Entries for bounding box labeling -
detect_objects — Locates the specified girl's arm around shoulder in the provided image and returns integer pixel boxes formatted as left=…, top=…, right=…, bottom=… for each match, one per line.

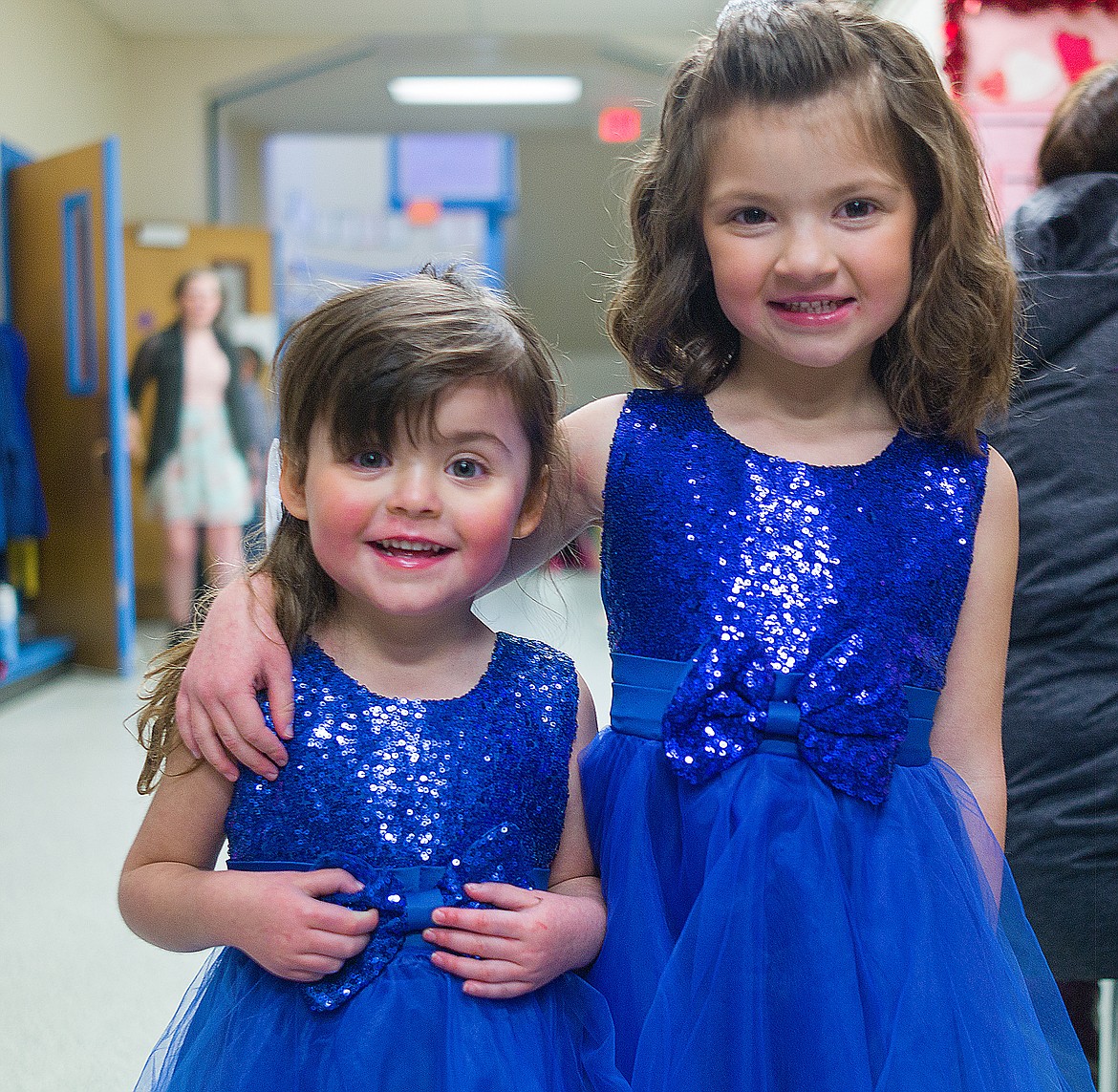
left=493, top=395, right=626, bottom=587
left=175, top=573, right=295, bottom=782
left=932, top=448, right=1018, bottom=844
left=423, top=678, right=606, bottom=998
left=118, top=748, right=376, bottom=981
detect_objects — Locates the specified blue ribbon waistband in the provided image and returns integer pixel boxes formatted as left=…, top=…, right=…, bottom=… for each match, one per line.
left=227, top=861, right=550, bottom=934
left=610, top=653, right=939, bottom=765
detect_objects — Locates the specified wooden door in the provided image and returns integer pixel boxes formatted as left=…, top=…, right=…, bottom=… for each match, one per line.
left=7, top=138, right=136, bottom=673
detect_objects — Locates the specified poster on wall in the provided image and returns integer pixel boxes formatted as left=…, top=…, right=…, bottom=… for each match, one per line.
left=264, top=134, right=488, bottom=331
left=943, top=0, right=1118, bottom=219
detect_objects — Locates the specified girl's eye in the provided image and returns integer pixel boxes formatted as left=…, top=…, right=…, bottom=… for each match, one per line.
left=839, top=197, right=877, bottom=220
left=447, top=459, right=483, bottom=479
left=734, top=209, right=769, bottom=228
left=354, top=452, right=388, bottom=471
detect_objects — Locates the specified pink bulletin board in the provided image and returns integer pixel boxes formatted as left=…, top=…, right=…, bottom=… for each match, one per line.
left=943, top=0, right=1118, bottom=218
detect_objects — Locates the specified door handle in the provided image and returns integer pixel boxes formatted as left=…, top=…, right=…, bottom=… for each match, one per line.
left=90, top=436, right=110, bottom=479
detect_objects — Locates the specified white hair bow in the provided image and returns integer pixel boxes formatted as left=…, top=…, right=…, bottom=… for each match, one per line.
left=264, top=439, right=283, bottom=546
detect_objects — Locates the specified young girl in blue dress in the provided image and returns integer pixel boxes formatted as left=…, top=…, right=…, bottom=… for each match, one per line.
left=119, top=272, right=627, bottom=1092
left=172, top=0, right=1091, bottom=1092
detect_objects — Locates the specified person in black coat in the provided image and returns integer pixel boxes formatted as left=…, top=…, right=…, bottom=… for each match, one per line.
left=991, top=64, right=1118, bottom=1058
left=129, top=268, right=252, bottom=632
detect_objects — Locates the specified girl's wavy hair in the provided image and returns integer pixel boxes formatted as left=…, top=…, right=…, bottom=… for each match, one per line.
left=607, top=0, right=1017, bottom=452
left=138, top=266, right=561, bottom=792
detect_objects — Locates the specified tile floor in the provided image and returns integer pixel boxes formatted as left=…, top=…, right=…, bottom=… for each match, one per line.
left=0, top=572, right=610, bottom=1092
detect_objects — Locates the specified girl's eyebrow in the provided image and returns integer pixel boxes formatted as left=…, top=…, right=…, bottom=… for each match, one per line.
left=440, top=428, right=511, bottom=454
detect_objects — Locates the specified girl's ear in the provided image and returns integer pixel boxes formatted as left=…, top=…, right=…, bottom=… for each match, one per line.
left=512, top=466, right=551, bottom=539
left=280, top=457, right=307, bottom=520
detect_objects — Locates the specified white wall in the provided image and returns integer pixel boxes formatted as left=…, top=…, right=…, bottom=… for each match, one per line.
left=120, top=38, right=337, bottom=222
left=0, top=0, right=126, bottom=158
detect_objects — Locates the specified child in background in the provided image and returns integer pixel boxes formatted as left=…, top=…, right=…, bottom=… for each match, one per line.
left=172, top=0, right=1091, bottom=1092
left=237, top=346, right=278, bottom=562
left=119, top=272, right=626, bottom=1092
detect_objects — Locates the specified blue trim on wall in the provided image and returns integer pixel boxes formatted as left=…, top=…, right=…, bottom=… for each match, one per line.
left=0, top=140, right=34, bottom=322
left=61, top=190, right=100, bottom=397
left=100, top=137, right=137, bottom=675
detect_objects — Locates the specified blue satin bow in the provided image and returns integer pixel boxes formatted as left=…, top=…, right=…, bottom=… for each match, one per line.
left=303, top=823, right=537, bottom=1013
left=663, top=624, right=908, bottom=803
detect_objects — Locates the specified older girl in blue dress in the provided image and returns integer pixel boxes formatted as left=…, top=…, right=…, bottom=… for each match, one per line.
left=119, top=266, right=626, bottom=1092
left=167, top=0, right=1091, bottom=1092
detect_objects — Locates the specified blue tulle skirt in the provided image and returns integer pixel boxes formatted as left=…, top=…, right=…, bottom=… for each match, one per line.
left=137, top=947, right=629, bottom=1092
left=583, top=731, right=1093, bottom=1092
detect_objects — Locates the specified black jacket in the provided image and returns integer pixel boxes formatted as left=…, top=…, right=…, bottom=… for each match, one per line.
left=991, top=175, right=1118, bottom=979
left=129, top=322, right=251, bottom=484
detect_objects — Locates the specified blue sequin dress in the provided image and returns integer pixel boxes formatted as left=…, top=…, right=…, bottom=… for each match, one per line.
left=583, top=390, right=1092, bottom=1092
left=138, top=633, right=627, bottom=1092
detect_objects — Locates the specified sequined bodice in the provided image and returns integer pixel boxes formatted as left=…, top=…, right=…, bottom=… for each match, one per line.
left=601, top=390, right=986, bottom=689
left=226, top=633, right=578, bottom=868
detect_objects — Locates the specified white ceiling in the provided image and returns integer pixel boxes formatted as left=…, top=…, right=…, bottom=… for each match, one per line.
left=85, top=0, right=722, bottom=37
left=85, top=0, right=723, bottom=132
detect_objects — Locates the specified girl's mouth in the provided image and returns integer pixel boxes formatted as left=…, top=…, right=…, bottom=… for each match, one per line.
left=771, top=296, right=854, bottom=315
left=371, top=539, right=451, bottom=561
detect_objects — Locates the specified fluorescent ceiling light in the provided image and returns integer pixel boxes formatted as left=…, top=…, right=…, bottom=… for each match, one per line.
left=388, top=76, right=583, bottom=106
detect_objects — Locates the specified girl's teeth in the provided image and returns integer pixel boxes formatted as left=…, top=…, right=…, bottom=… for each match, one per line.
left=380, top=539, right=442, bottom=553
left=783, top=300, right=840, bottom=315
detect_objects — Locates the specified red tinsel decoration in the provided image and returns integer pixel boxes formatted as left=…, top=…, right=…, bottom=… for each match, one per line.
left=943, top=0, right=1118, bottom=95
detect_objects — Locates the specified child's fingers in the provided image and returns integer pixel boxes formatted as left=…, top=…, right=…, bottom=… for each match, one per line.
left=462, top=978, right=535, bottom=1000
left=430, top=907, right=524, bottom=939
left=422, top=929, right=515, bottom=959
left=456, top=883, right=540, bottom=910
left=193, top=706, right=241, bottom=782
left=308, top=930, right=369, bottom=956
left=430, top=952, right=525, bottom=984
left=213, top=695, right=288, bottom=782
left=262, top=646, right=295, bottom=738
left=295, top=868, right=364, bottom=893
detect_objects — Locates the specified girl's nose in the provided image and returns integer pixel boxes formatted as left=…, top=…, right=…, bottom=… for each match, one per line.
left=776, top=224, right=839, bottom=282
left=388, top=465, right=442, bottom=519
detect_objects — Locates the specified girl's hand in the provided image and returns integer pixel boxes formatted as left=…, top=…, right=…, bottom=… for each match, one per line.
left=215, top=868, right=380, bottom=982
left=175, top=574, right=295, bottom=782
left=422, top=877, right=606, bottom=998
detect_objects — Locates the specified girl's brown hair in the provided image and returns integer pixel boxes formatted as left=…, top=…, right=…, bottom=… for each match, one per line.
left=1037, top=61, right=1118, bottom=185
left=607, top=0, right=1017, bottom=450
left=138, top=268, right=560, bottom=792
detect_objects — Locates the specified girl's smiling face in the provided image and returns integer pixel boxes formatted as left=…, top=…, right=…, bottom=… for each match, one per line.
left=701, top=93, right=916, bottom=384
left=281, top=380, right=546, bottom=623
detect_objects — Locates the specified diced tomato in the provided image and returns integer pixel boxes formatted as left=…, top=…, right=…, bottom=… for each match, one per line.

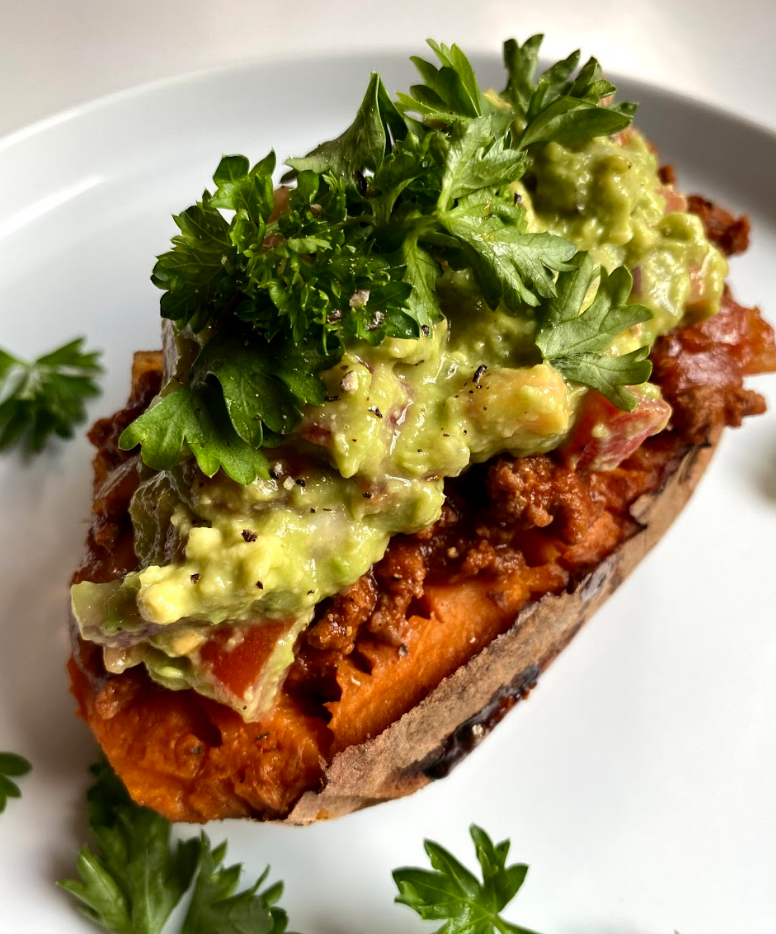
left=559, top=389, right=671, bottom=470
left=199, top=620, right=288, bottom=698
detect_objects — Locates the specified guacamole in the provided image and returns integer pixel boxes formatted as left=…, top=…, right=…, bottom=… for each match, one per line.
left=72, top=131, right=727, bottom=720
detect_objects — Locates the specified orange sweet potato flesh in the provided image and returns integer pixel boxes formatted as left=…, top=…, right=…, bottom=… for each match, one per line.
left=70, top=284, right=776, bottom=823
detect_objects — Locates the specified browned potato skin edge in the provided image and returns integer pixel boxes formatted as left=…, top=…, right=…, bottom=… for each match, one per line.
left=282, top=431, right=721, bottom=824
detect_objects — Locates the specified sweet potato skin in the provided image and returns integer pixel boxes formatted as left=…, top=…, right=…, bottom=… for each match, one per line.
left=70, top=194, right=776, bottom=824
left=287, top=429, right=721, bottom=824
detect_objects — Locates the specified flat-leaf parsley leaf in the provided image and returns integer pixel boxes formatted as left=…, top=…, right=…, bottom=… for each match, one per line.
left=120, top=36, right=646, bottom=483
left=0, top=752, right=32, bottom=814
left=393, top=824, right=535, bottom=934
left=0, top=337, right=102, bottom=452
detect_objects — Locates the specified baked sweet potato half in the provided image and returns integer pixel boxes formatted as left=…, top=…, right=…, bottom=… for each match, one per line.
left=70, top=276, right=776, bottom=823
left=70, top=40, right=776, bottom=824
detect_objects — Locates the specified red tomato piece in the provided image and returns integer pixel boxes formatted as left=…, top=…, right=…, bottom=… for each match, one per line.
left=199, top=620, right=289, bottom=699
left=559, top=390, right=671, bottom=470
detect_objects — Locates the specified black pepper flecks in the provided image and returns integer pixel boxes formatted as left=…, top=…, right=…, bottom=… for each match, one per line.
left=473, top=363, right=487, bottom=386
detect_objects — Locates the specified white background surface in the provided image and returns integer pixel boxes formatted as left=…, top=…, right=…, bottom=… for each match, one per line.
left=0, top=7, right=776, bottom=934
left=0, top=0, right=776, bottom=136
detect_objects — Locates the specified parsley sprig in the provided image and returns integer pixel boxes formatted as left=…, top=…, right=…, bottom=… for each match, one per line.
left=120, top=36, right=648, bottom=483
left=0, top=752, right=32, bottom=814
left=60, top=753, right=688, bottom=934
left=536, top=253, right=652, bottom=411
left=0, top=338, right=102, bottom=452
left=393, top=824, right=535, bottom=934
left=59, top=762, right=287, bottom=934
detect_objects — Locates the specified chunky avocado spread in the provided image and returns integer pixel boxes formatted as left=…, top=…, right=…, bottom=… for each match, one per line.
left=72, top=40, right=726, bottom=719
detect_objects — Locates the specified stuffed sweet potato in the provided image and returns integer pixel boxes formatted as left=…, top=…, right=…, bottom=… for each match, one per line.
left=70, top=40, right=776, bottom=823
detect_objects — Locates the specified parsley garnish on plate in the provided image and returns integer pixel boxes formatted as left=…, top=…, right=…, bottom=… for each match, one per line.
left=60, top=753, right=684, bottom=934
left=393, top=824, right=536, bottom=934
left=0, top=752, right=32, bottom=814
left=120, top=36, right=649, bottom=484
left=0, top=337, right=102, bottom=452
left=59, top=763, right=287, bottom=934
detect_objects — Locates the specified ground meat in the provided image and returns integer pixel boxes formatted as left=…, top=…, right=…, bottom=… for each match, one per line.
left=651, top=289, right=776, bottom=444
left=488, top=455, right=600, bottom=544
left=367, top=536, right=427, bottom=645
left=306, top=571, right=377, bottom=655
left=687, top=195, right=750, bottom=256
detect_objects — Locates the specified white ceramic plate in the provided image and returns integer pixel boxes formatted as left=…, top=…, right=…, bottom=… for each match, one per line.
left=0, top=54, right=776, bottom=934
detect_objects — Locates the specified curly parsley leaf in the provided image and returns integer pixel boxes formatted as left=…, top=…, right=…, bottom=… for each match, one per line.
left=536, top=253, right=652, bottom=412
left=132, top=36, right=643, bottom=483
left=393, top=825, right=534, bottom=934
left=0, top=337, right=102, bottom=452
left=502, top=36, right=636, bottom=149
left=0, top=752, right=32, bottom=814
left=181, top=833, right=288, bottom=934
left=59, top=764, right=201, bottom=934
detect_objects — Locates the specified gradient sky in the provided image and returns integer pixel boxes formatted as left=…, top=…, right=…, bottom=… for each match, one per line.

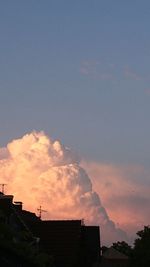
left=0, top=0, right=150, bottom=166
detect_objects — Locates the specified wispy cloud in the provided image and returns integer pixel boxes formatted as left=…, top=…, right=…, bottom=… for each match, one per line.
left=123, top=67, right=142, bottom=81
left=80, top=60, right=114, bottom=80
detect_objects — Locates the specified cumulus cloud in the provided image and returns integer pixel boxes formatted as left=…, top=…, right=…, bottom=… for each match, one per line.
left=82, top=162, right=150, bottom=241
left=0, top=132, right=127, bottom=244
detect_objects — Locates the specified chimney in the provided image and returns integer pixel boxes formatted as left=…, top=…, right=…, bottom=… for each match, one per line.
left=14, top=201, right=22, bottom=211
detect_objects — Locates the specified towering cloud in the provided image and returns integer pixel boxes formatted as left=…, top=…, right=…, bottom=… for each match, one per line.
left=0, top=132, right=126, bottom=244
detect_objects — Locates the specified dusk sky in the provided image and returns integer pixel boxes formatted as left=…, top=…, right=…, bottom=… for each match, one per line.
left=0, top=0, right=150, bottom=246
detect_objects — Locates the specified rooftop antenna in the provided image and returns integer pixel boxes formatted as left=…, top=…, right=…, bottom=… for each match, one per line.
left=0, top=184, right=7, bottom=194
left=37, top=206, right=47, bottom=219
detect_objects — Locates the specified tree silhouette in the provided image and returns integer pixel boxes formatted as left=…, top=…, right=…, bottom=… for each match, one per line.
left=133, top=226, right=150, bottom=267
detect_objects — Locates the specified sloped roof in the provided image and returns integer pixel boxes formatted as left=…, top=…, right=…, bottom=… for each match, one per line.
left=103, top=247, right=128, bottom=260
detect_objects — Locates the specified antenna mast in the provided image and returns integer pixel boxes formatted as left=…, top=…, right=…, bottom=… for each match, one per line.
left=0, top=184, right=7, bottom=194
left=37, top=206, right=47, bottom=219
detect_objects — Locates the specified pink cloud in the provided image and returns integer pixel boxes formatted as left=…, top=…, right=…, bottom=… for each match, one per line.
left=83, top=162, right=150, bottom=243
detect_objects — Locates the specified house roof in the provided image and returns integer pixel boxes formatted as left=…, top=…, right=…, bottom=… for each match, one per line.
left=103, top=247, right=128, bottom=260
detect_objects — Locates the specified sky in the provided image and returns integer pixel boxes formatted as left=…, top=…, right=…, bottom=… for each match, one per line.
left=0, top=0, right=150, bottom=246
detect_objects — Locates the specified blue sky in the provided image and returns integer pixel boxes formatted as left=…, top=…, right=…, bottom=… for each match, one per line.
left=0, top=0, right=150, bottom=166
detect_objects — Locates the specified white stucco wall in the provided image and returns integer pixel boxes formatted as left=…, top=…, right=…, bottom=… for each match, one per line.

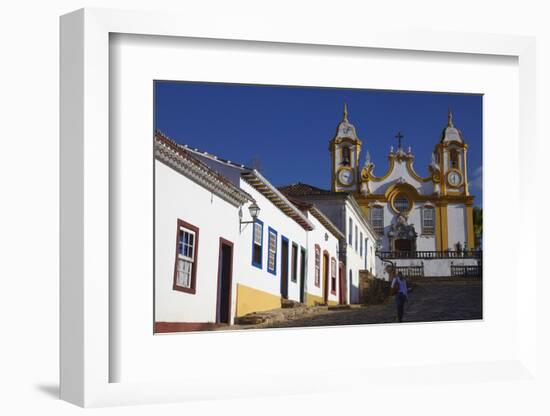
left=447, top=204, right=467, bottom=250
left=305, top=214, right=340, bottom=302
left=344, top=201, right=376, bottom=303
left=155, top=160, right=239, bottom=322
left=234, top=179, right=311, bottom=301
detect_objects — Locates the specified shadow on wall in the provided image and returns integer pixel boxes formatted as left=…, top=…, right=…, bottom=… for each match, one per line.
left=349, top=270, right=359, bottom=303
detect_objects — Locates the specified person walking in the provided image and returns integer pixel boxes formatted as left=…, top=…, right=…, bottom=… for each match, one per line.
left=391, top=272, right=409, bottom=322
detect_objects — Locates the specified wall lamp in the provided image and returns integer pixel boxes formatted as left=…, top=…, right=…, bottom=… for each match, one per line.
left=239, top=202, right=260, bottom=225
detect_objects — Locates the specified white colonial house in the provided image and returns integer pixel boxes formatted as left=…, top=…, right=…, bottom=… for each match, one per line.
left=280, top=183, right=377, bottom=303
left=154, top=133, right=346, bottom=332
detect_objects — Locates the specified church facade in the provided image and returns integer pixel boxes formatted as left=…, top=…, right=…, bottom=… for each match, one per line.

EXERCISE GOAL - Please recast the entries from the line with "detect_objects — Locates the specified ground" up to and including the line with "left=0, top=54, right=776, bottom=934" as a Markdown table with the columns Row and Line. Give each line its own numbered row and leave out blank lines.

TASK OUTPUT -
| Row | Line |
|---|---|
| 1 | detect_objects — Locates the specified ground meat in the provided image and returns integer pixel boxes formatted as left=…, top=…, right=…, bottom=… for each match, one per line. |
| 2 | left=651, top=289, right=776, bottom=444 |
| 3 | left=488, top=455, right=600, bottom=544 |
| 4 | left=367, top=536, right=427, bottom=645 |
| 5 | left=306, top=571, right=377, bottom=655 |
| 6 | left=687, top=195, right=750, bottom=256 |
| 7 | detect_objects — Locates the specified white ceramic plate in the provided image and returns integer pixel boxes formatted as left=…, top=…, right=…, bottom=… for each match, one per line. |
| 8 | left=0, top=54, right=776, bottom=934 |